Wednesday, July 10, 2013
Temple of Horus at Edfu
Some background: we visited the temple at midnight under May's full moon. Hence the full moon in the painting, although I was so awed by the colossal "supermoon" last month that I took the license to use that instead.
The painting depicts the view of the entryway pylons from inside the temple in the courtyard. This is basically what it looks like, except the Eye of Horus is not on the pylon, and the statue of Horus is elsewhere in the temple (if memory serves, this one is right outside the Hypostyle Hall, but don't quote me on that).
The entire temple is all about the triumph of light over dark. In Egyptian mythology, Horus is the son of Osiris and Isis, and he kills his evil uncle Set, who had killed his brother Osiris in a fit of jealousy, cut his body into 14 pieces, and scattered him all over Egypt. Isis patiently goes in search of each piece, conjures Osiris by magic back together, and then Osiris goes on to rule the underworld. Each Egyptian king or pharoah was seen as the falcon god Horus, whose job it was to ensure the protection of Egypt from chaos and the continuation of ma'at (truth, justice, order).

● **Apply what you read**:
• 1. In the post about the Temple of Horus at Edfu, into how many pieces did Set cut Osiris's body?
• 2. Print the part of the Edfu temple post from "Wednesday, July 10, 2013" up to and including "me on that).".
The material comes from a separate source.

● **Data provided**:
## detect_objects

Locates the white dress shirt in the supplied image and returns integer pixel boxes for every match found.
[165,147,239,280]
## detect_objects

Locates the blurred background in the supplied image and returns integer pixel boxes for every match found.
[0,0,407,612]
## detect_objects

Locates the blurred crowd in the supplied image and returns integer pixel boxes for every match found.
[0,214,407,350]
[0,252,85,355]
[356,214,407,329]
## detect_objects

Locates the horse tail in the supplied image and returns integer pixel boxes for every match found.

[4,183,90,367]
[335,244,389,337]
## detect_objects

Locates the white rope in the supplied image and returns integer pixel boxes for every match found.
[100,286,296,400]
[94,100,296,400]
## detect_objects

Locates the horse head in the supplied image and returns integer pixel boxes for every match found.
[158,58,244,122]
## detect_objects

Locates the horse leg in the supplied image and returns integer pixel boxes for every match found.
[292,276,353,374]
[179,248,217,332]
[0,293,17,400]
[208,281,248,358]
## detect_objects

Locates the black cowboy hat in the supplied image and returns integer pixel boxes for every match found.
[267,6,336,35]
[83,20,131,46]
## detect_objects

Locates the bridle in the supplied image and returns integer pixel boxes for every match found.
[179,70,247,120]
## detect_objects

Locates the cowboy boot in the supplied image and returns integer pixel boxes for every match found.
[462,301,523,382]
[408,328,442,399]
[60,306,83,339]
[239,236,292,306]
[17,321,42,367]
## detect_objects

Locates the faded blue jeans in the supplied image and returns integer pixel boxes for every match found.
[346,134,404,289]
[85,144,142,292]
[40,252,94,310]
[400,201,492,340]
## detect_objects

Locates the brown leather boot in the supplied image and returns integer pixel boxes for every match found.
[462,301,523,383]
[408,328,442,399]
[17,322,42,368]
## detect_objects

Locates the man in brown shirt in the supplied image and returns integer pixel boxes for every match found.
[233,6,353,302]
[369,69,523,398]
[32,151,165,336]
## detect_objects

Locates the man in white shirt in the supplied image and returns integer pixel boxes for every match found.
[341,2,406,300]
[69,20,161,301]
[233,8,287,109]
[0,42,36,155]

● **Responses**:
• 1. 14 pieces.

• 2.
Wednesday, July 10, 2013
Temple of Horus at Edfu
Some background: we visited the temple at midnight under May's full moon. Hence the full moon in the painting, although I was so awed by the colossal "supermoon" last month that I took the license to use that instead.
The painting depicts the view of the entryway pylons from inside the temple in the courtyard. This is basically what it looks like, except the Eye of Horus is not on the pylon, and the statue of Horus is elsewhere in the temple (if memory serves, this one is right outside the Hypostyle Hall, but don't quote me on that).